Required action: Pick out every line in the data below that holds "player".

Provided data:
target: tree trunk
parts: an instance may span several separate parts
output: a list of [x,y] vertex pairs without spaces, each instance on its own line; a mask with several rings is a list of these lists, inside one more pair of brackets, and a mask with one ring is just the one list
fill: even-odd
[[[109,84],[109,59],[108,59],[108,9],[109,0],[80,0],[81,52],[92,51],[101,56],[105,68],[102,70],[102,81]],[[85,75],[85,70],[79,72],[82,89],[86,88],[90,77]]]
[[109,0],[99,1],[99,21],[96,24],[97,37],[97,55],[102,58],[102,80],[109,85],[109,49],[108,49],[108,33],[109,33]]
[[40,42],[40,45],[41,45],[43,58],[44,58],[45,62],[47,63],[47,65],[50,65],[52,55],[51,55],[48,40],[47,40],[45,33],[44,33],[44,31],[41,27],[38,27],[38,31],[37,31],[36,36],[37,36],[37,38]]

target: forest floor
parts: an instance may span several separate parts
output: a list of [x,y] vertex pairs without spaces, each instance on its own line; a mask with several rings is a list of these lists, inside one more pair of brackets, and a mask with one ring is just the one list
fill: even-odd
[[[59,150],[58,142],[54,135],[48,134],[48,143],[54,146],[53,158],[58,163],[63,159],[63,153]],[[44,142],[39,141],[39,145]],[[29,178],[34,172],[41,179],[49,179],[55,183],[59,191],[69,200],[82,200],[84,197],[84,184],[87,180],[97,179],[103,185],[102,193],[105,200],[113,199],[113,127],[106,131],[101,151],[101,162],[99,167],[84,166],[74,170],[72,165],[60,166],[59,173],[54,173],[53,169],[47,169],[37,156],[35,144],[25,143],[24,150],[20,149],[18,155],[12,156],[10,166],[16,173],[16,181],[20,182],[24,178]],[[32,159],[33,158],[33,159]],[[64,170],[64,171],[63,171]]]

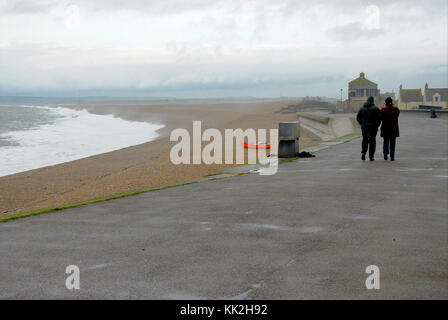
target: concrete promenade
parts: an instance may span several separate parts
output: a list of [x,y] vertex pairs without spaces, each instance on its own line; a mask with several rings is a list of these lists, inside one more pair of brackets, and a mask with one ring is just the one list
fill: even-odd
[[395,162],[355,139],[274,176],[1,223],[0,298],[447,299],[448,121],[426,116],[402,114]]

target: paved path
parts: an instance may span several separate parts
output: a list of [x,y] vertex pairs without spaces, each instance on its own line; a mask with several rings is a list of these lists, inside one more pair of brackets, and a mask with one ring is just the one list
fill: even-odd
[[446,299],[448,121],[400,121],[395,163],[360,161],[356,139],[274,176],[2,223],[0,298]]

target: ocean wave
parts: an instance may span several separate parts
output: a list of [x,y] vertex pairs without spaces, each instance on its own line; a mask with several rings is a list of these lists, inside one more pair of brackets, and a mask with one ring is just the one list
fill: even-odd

* * *

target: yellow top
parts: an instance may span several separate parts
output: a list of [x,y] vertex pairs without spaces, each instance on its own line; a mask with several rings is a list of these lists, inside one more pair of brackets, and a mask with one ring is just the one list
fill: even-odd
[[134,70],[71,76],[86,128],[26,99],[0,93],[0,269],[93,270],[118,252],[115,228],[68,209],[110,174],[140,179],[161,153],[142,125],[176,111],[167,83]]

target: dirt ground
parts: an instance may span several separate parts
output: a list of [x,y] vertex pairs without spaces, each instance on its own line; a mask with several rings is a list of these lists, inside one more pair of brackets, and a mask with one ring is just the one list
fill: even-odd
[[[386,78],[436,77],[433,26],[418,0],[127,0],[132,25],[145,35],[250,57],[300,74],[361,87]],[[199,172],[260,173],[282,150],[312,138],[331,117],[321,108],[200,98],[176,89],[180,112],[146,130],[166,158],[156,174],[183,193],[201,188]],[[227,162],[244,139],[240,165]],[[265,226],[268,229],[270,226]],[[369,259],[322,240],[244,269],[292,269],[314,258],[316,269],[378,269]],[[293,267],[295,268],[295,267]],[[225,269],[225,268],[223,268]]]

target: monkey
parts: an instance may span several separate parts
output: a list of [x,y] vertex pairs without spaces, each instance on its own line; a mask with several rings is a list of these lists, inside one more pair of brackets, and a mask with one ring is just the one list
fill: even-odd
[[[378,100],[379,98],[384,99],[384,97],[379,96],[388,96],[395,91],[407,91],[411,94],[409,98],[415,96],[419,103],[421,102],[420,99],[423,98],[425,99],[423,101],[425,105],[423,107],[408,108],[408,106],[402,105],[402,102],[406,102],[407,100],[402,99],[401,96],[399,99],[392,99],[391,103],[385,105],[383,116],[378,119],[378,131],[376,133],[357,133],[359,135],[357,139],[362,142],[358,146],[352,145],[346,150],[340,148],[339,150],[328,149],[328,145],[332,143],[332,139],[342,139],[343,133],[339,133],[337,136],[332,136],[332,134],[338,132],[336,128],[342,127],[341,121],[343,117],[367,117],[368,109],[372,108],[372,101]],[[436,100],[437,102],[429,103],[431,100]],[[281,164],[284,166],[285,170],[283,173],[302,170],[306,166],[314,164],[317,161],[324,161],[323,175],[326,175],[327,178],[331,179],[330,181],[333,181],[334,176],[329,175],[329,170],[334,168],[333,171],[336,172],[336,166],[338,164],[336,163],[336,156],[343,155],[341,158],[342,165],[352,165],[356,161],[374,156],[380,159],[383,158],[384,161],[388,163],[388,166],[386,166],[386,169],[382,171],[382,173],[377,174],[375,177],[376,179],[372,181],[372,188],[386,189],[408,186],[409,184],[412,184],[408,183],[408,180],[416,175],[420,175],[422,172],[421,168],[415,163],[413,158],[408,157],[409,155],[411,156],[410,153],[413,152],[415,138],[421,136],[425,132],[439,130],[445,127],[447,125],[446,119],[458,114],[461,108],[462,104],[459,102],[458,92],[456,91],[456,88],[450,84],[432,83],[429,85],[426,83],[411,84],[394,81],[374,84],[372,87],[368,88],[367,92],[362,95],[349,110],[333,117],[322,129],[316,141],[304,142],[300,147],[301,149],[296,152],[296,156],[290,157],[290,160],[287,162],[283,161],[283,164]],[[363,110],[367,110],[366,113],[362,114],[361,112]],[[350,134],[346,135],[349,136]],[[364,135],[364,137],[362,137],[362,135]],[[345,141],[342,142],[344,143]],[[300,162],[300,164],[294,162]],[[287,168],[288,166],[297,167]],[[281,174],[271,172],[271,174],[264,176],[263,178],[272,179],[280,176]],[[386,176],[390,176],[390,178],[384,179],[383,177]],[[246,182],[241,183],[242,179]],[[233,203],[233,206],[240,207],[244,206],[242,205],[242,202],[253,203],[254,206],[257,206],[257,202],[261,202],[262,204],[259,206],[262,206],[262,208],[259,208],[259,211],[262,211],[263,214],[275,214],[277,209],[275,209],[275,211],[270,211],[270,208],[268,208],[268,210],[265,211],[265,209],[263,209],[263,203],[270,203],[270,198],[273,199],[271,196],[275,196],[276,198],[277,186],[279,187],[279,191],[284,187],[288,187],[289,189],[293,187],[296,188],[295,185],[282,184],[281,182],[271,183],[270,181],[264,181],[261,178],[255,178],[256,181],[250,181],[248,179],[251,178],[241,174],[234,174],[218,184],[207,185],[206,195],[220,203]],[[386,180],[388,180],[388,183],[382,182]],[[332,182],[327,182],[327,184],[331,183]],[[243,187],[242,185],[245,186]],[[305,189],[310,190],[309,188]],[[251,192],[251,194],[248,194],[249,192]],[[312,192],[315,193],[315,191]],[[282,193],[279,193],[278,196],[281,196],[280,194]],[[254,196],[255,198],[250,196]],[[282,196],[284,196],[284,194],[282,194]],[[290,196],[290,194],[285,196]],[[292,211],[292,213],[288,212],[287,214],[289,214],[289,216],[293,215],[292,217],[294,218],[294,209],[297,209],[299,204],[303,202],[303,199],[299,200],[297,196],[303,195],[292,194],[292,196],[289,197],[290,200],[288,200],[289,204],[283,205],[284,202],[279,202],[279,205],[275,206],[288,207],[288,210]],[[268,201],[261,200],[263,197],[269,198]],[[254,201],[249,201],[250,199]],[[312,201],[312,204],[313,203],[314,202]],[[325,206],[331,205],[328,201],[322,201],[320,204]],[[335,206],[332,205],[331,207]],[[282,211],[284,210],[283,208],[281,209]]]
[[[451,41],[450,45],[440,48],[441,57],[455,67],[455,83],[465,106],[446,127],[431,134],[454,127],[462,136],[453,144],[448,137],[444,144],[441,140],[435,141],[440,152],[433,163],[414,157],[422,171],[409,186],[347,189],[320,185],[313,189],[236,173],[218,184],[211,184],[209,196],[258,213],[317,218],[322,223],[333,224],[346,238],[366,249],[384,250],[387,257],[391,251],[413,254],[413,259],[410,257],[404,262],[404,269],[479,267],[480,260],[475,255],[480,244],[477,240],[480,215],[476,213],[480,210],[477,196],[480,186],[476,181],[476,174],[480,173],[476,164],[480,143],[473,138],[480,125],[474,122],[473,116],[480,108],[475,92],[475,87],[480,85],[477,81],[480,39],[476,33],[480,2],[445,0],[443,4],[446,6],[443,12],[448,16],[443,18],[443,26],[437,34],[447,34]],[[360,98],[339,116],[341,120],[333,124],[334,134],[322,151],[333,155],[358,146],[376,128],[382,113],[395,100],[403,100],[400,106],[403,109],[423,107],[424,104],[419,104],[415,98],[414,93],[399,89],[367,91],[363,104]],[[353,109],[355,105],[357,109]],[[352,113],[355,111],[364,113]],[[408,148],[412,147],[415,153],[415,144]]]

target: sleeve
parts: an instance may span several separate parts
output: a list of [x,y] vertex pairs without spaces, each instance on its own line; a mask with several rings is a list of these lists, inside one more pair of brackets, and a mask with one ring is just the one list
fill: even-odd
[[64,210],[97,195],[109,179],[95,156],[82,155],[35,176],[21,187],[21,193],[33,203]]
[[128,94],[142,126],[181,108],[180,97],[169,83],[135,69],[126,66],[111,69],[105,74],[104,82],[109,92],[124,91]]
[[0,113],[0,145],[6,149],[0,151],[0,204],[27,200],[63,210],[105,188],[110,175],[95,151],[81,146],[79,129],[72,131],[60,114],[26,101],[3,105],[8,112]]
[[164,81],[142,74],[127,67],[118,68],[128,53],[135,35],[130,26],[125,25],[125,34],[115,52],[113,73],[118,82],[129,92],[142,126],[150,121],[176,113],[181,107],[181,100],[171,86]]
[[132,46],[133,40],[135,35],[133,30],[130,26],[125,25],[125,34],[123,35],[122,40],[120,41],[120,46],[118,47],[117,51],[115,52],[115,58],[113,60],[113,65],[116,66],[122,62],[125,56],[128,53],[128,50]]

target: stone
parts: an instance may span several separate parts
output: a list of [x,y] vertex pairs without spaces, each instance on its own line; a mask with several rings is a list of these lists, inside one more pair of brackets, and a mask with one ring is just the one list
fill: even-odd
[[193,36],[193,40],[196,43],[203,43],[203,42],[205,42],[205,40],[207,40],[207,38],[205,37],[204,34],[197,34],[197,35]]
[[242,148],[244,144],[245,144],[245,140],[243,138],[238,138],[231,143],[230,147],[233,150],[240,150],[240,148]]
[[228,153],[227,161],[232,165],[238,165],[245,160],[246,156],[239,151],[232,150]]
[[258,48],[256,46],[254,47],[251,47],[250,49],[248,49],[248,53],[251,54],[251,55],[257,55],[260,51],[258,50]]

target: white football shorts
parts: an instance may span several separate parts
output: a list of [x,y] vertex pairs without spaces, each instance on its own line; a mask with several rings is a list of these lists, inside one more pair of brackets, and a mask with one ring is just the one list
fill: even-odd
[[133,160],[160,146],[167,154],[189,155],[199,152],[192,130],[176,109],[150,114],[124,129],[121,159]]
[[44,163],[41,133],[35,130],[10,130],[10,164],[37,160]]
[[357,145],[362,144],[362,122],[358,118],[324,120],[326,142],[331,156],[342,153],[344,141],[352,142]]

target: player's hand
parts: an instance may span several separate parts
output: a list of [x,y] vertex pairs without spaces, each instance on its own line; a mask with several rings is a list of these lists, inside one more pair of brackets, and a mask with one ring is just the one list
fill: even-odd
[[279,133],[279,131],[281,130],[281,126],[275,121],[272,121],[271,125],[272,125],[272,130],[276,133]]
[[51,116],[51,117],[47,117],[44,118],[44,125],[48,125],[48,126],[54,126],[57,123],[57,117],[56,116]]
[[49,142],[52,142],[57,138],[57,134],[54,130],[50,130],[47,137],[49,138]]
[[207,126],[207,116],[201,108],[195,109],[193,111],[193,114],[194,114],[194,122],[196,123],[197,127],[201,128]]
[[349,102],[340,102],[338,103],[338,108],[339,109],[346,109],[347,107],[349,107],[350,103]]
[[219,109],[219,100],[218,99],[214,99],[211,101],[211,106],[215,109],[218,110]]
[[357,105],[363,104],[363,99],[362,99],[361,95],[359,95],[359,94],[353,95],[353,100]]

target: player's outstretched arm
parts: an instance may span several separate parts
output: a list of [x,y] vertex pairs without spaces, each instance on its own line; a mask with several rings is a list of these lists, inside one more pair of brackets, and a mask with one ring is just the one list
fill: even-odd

Output:
target: player's hand
target: player's outstretched arm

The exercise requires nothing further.